Write out exactly the lines running from the one with "Pick out each instance of the wall switch" to the last line of the entries, keeping both the first and the last.

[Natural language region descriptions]

----

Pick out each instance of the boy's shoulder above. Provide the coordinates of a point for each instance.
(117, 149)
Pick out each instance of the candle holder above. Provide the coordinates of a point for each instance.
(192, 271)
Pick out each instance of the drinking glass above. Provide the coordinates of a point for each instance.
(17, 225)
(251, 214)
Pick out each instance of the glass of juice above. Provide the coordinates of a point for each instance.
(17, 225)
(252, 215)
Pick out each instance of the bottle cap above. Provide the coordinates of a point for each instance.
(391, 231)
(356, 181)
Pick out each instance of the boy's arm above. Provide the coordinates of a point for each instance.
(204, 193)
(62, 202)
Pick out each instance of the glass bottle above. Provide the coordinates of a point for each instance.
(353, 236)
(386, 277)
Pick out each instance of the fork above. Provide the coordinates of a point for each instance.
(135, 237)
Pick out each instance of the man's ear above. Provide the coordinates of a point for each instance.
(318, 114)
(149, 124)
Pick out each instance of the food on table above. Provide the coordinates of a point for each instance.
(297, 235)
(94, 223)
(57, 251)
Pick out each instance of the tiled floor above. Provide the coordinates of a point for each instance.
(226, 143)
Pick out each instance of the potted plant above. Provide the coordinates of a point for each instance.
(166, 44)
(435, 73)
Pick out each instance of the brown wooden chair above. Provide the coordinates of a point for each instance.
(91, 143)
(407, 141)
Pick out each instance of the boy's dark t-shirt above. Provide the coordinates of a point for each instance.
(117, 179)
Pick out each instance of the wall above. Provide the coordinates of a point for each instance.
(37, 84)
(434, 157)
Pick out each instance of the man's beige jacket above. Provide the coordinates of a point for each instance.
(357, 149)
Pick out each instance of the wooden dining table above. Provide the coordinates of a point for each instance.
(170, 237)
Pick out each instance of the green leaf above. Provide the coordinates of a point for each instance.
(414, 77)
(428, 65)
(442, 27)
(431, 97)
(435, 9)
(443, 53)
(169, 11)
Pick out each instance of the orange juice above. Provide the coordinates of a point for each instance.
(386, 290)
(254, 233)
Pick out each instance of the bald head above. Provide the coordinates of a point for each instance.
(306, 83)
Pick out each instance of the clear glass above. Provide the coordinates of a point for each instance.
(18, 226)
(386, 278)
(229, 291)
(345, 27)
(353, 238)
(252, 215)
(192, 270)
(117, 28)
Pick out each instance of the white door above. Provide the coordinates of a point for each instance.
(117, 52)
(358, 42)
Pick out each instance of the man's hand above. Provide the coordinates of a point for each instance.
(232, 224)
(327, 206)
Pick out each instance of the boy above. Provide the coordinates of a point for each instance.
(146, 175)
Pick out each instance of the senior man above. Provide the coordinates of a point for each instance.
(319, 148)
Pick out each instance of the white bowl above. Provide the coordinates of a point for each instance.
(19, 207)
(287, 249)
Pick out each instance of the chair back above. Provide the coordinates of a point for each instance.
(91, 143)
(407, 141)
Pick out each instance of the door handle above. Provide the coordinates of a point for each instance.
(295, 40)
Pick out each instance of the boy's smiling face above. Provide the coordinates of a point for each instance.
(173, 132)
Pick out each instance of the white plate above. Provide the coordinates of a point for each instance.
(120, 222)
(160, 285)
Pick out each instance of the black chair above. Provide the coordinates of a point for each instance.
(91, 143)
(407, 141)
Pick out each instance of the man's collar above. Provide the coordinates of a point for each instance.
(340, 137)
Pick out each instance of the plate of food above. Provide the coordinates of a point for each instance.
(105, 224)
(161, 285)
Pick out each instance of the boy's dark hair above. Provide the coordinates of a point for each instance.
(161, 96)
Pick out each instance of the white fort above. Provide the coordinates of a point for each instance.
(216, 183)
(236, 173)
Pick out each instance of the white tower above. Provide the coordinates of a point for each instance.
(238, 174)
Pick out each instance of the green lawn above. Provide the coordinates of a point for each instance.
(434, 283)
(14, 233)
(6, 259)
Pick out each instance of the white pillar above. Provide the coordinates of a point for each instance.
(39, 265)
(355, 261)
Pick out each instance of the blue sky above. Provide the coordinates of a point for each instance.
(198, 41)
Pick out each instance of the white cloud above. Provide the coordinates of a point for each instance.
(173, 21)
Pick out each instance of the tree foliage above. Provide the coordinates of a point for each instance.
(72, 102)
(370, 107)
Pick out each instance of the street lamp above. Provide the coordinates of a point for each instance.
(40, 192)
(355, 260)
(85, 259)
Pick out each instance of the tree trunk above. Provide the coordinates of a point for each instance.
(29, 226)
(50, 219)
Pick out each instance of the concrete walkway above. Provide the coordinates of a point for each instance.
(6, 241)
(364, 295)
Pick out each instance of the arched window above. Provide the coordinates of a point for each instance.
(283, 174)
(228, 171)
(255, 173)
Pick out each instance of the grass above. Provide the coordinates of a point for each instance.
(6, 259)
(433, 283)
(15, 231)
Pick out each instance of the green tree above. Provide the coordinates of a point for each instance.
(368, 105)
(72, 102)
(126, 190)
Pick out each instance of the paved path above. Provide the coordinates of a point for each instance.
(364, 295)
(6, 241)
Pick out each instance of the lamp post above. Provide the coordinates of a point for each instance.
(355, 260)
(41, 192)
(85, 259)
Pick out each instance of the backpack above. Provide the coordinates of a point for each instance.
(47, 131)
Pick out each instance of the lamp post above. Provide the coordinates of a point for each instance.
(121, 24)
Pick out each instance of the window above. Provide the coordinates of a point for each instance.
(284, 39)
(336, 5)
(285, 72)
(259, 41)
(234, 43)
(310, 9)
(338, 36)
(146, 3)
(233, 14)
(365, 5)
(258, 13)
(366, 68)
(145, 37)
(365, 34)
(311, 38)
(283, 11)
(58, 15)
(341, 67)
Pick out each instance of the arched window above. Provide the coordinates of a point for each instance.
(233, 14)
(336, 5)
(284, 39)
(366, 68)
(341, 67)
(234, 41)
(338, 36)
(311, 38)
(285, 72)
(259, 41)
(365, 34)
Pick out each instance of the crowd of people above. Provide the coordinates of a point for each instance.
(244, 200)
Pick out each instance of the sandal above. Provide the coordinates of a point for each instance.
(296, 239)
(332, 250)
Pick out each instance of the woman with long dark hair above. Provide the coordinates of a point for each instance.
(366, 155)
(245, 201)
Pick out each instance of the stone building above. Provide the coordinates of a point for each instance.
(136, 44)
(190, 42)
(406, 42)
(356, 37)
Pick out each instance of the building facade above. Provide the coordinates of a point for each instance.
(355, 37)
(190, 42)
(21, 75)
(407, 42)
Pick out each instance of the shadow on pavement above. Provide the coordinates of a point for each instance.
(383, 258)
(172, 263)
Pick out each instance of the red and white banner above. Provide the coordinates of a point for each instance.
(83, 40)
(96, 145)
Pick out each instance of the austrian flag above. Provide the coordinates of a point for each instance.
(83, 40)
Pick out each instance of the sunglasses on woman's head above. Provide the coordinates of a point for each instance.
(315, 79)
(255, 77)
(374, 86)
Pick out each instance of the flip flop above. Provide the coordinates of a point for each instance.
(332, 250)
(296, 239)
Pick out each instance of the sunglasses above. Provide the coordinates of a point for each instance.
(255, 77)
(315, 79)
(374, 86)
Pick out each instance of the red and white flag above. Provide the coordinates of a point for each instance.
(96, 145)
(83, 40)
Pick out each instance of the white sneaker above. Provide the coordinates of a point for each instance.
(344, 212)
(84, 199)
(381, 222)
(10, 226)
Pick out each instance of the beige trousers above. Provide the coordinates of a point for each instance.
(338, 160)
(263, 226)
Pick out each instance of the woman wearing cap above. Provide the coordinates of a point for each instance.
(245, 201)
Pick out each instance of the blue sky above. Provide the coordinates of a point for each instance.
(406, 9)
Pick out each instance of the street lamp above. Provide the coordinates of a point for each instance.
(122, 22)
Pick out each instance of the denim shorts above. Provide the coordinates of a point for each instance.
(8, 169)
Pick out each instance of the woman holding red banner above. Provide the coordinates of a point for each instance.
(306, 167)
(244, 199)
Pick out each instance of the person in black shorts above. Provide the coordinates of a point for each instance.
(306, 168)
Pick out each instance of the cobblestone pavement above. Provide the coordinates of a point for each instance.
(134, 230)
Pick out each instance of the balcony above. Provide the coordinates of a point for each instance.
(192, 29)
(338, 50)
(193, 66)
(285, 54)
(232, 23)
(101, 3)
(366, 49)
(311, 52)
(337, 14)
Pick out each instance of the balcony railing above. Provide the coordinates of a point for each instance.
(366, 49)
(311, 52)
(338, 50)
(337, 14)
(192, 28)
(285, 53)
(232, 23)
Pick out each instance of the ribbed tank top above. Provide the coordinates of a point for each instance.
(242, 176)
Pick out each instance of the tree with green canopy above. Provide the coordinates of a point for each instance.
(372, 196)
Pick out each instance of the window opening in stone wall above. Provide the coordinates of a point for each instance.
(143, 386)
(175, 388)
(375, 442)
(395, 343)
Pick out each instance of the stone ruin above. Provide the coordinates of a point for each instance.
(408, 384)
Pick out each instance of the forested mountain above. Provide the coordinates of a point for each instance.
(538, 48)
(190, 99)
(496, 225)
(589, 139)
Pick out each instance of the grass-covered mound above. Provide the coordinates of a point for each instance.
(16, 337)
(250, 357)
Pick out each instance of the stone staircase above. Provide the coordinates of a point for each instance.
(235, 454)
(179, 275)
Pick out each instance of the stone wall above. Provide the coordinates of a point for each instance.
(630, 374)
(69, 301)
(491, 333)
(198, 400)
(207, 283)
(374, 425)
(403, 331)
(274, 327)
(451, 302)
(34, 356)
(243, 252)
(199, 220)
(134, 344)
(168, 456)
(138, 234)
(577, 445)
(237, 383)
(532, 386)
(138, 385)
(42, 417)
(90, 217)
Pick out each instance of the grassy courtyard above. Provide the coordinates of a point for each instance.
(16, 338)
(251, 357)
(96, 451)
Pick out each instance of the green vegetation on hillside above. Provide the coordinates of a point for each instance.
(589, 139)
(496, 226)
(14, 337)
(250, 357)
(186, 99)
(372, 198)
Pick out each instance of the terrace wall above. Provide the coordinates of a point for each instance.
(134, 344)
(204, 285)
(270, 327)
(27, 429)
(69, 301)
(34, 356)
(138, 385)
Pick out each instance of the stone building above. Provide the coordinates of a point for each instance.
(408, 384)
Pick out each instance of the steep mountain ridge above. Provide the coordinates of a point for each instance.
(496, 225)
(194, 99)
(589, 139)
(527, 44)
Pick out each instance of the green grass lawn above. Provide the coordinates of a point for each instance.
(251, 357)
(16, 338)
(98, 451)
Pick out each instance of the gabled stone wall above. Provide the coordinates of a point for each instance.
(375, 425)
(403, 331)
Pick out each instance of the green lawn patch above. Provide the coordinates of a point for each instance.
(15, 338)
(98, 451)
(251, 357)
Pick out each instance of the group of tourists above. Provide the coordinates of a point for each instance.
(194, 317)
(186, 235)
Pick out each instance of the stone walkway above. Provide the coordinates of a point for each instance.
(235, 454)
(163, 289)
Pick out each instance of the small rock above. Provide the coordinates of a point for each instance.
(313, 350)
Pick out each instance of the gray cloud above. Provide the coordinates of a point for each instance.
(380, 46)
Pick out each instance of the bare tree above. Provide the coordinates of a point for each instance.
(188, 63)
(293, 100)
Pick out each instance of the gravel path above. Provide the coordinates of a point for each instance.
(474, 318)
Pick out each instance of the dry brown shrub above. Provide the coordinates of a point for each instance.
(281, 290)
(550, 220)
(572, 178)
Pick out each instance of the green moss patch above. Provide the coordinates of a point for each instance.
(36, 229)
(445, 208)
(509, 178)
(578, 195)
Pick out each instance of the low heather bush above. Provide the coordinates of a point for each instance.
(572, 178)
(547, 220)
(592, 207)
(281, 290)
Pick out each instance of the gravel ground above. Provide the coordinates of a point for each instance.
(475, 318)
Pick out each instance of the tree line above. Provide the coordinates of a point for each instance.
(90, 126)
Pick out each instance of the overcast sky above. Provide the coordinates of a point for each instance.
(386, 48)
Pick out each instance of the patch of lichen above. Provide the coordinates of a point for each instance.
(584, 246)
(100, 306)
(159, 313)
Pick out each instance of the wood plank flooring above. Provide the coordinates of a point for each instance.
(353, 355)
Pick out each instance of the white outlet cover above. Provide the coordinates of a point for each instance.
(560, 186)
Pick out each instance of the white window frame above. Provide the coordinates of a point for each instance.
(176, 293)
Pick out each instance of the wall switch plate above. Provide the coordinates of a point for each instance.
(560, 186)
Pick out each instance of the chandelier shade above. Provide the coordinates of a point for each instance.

----

ANSWER FOR THIS EXERCISE —
Pick out each instance of the wall switch plate above. Provide the coordinates of a point for each instance.
(560, 186)
Pick out each instance of the chandelier shade above. Provide the coordinates of a point for each instance.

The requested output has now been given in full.